Start of Quoted passage

Lasing in bulk liquid crystal structures has been well studied in the last decades but light propagation in liquid crystal boundaries, disclinations and droplets has only recently gained attention. One way to introduce a wave guide in liquid crystals is by introducing disclination lines in an otherwise homogeneous liquid crystal medium. Due to the disclination there is locally a higher refractive index which confines the light. This leads to three-dimensional configurations. The disclinations can be generated in a controlled way by introducing geometrical structures on the surface of the substrate or by optical trapping.
A uniform liquid crystal cell may exhibit domains after application of a voltage when different kinds of switching are energetically equivalent, as for example in a pi-cell in which the liquid crystal aligned in a parallel way. At the domain boundaries, the liquid crystal director has a different orientation and may support optical waveguiding. The domain boundaries can be attached to geometrical imperfections at the substrates, such as spacer balls or polymer structures.

End of Quoted passage
Start of Information shown

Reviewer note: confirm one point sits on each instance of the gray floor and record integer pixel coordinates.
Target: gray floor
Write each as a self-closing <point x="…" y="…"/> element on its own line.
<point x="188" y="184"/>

End of Information shown

:: Assignment 1 ::
Rewrite the passage on light guiding in liquid crystals from "Lasing in bulk" to "by optical trapping.", renaming "wave guide" as "waveguide".
:: Assignment 2 ::
Continue the passage on light guiding in liquid crystal defects and domain boundaries from the point where it stops.

:: Your response 1 ::
Lasing in bulk liquid crystal structures has been well studied in the last decades but light propagation in liquid crystal boundaries, disclinations and droplets has only recently gained attention. One way to introduce a waveguide in liquid crystals is by introducing disclination lines in an otherwise homogeneous liquid crystal medium. Due to the disclination there is locally a higher refractive index which confines the light. This leads to three-dimensional configurations. The disclinations can be generated in a controlled way by introducing geometrical structures on the surface of the substrate or by optical trapping.

:: Your response 2 ::
Besides light propagation in disclinations and domain boundaries, lasing in LC droplets also offers very promising perspectives. These droplets can be easily produced and give rise to low threshold 3D lasing. Depending on the students interest, this system can be further elaborated on.
In this topic the student will investigate new lasing structures in liquid crystals and depending on his/her interest the focus can be shifted to one of the systems. The student will have the change to investigate how wave guide geometries, such as closed rings or long lines, and 3D microdroplets can be used to obtain low threshold lasing.
The project consists of a fabrication part and an experimental part. The processing will mainly be done in the clean room in Zwijnaarde while the fabricated cells will be characterized in the labs at the Technicum.